[BEGIN]

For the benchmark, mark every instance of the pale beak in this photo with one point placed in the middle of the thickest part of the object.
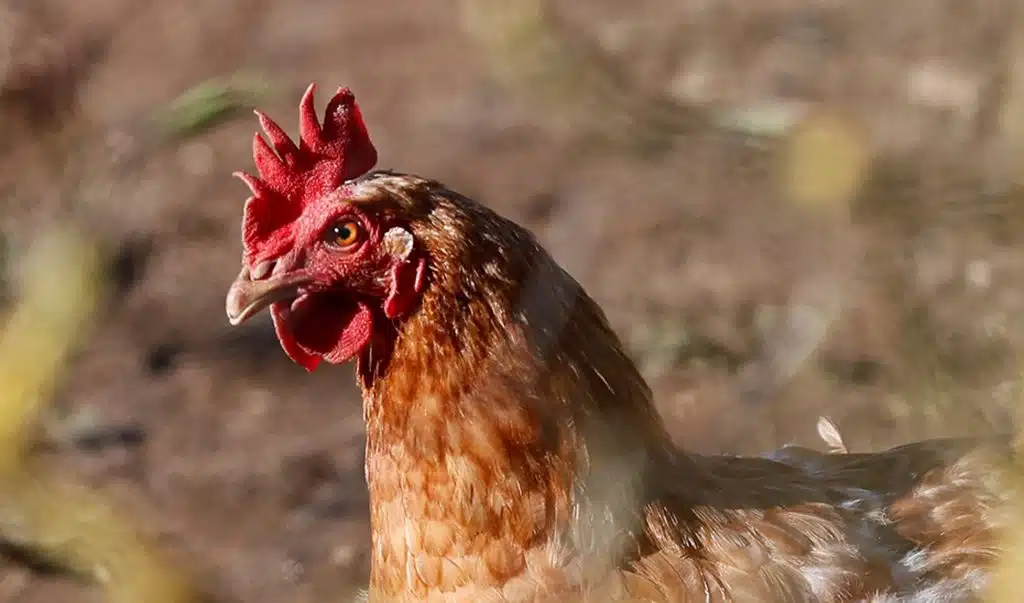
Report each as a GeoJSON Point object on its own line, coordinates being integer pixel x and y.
{"type": "Point", "coordinates": [246, 297]}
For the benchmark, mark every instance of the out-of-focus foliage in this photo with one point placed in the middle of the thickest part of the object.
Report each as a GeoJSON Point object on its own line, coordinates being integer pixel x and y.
{"type": "Point", "coordinates": [66, 523]}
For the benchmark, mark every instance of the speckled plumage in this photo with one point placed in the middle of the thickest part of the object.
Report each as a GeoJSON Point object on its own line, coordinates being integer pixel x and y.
{"type": "Point", "coordinates": [514, 455]}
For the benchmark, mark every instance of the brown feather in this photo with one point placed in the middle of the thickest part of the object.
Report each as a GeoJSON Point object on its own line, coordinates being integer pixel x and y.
{"type": "Point", "coordinates": [514, 455]}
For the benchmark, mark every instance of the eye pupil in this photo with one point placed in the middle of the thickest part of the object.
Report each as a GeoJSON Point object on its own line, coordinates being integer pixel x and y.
{"type": "Point", "coordinates": [345, 233]}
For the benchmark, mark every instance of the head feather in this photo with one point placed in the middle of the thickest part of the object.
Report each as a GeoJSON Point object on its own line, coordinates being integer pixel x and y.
{"type": "Point", "coordinates": [292, 176]}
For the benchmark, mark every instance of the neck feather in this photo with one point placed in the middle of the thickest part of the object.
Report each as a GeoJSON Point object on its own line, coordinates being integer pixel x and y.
{"type": "Point", "coordinates": [502, 392]}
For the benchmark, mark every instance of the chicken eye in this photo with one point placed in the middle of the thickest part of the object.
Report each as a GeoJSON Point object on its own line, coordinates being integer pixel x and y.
{"type": "Point", "coordinates": [344, 234]}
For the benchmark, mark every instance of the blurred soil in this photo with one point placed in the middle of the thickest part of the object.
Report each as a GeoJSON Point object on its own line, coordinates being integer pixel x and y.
{"type": "Point", "coordinates": [252, 469]}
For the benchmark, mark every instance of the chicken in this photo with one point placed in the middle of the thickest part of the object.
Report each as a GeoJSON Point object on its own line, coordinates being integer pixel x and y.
{"type": "Point", "coordinates": [513, 450]}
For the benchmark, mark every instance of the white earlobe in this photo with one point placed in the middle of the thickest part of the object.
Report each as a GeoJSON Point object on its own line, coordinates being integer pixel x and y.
{"type": "Point", "coordinates": [398, 243]}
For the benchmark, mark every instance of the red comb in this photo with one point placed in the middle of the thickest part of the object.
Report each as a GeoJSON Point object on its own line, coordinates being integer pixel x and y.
{"type": "Point", "coordinates": [292, 176]}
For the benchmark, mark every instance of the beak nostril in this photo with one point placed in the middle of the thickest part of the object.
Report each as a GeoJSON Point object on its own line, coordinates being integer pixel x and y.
{"type": "Point", "coordinates": [262, 269]}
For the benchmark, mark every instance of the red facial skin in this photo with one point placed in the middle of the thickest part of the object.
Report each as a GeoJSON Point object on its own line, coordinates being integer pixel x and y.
{"type": "Point", "coordinates": [328, 297]}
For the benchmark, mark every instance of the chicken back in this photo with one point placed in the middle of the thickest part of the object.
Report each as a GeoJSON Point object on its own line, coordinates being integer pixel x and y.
{"type": "Point", "coordinates": [513, 450]}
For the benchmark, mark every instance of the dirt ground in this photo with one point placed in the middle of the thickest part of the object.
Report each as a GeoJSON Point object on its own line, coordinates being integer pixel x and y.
{"type": "Point", "coordinates": [253, 469]}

[END]

GIVEN INSTRUCTION = Transcribe all the records above word for word, without their images.

THE OUTPUT =
For the benchmark, mark every instance of the pale beak in this photo with one point placed in the middle of the thickest part of the object.
Report each as a GeoJSON Point object on its own line, coordinates being integer pixel x and y.
{"type": "Point", "coordinates": [246, 297]}
For the benchmark, mark every instance of the out-of-focus foliage in this photo with one point placed in the middle of the thickest part of the object.
Report each as a GeoJSON Point object on its own line, coordinates being integer pixel x and y.
{"type": "Point", "coordinates": [66, 523]}
For the benchmark, mark every instance of the speckled plumage in this photo with one point placed in the middle of the thickest part of the object.
Report each as a GeoJSON Point object on its own line, coordinates being integer pixel x and y.
{"type": "Point", "coordinates": [514, 455]}
For the benchmark, mark every instance of the brown feather in this photo with one point placed in the middle of the thickest part of the object.
Report each as a GeoJSON Point object on its own line, coordinates being integer pixel x and y.
{"type": "Point", "coordinates": [514, 455]}
For the benchmark, mark every instance of the eye pupil in this photo with one point placed in the middle of the thickest part of the object.
Report each as a GeoJSON Point object on its own line, coordinates being integer pixel x and y.
{"type": "Point", "coordinates": [345, 233]}
For the benchmark, mark every instance of the head feather in this photo with one point placed in the middle of the thickest part of the object.
Report each as a GeoJSON Point object on its own line, coordinates being integer pixel x and y.
{"type": "Point", "coordinates": [292, 176]}
For the benchmark, mark every instance of the neck feather in this photo with one point placed in the middle of the thickest part of the object.
Report each as a GeoJSON Point object on its own line, coordinates being integer pixel x and y.
{"type": "Point", "coordinates": [502, 392]}
For the benchmark, mark every instance of the chicken eye in this photo with one point placed in the middle of the thickest part of the object.
Report each as a GeoJSON Point object on its own line, coordinates being integer pixel x and y.
{"type": "Point", "coordinates": [344, 234]}
For the benchmark, mark every instance of the blurred soil in this photo with one point placed in the middle of the thickest part of the object.
Report each as a GeoJSON Point object on its own line, coordinates being integer pixel x and y.
{"type": "Point", "coordinates": [252, 469]}
For the benchmark, mark every instance of the chicken in this photo with one point placed in the middle of the thickest part of the object.
Report each as a GeoJSON Point object on its own line, coordinates being integer pixel x and y.
{"type": "Point", "coordinates": [513, 450]}
For the benchmark, mark every instance of the white earlobe in this photo with one point placed in the middle of the thickest part of the object.
Report each as a GeoJSON Point object on its own line, coordinates being integer pixel x and y.
{"type": "Point", "coordinates": [398, 243]}
For the benchmark, mark every instance of the red comb in this photo with one point placed in the middle of the thickest part of the object.
Report each as a GeoJSON Point object on its own line, coordinates being integer pixel x and y.
{"type": "Point", "coordinates": [292, 176]}
For the benchmark, mark every instance of the beak nostril in this photo with one point placed in the middle of the thickest part of the object.
Report each as a GeoJSON Point object on its own line, coordinates being integer pixel x and y.
{"type": "Point", "coordinates": [262, 269]}
For the benchmark, mark every instance of the red facial skin in this photo with one point placed in the middle of the thickest part of the object.
Report each as a GeoJSON Point object on its own line, coordinates being integer pixel x and y.
{"type": "Point", "coordinates": [328, 297]}
For the benchmark, mark every instance of the chicken back in this photo with one point placed in the middle of the thickest part of the object.
Report each as a GeoJSON Point object on its own line, coordinates being integer pixel x and y.
{"type": "Point", "coordinates": [513, 450]}
For the benchmark, mark every instance of the dirt ground in this photo with one point placed in the middle of the thickest part of the object.
Report each as a GeoJSON Point object on its own line, coordinates being integer pixel x and y.
{"type": "Point", "coordinates": [253, 469]}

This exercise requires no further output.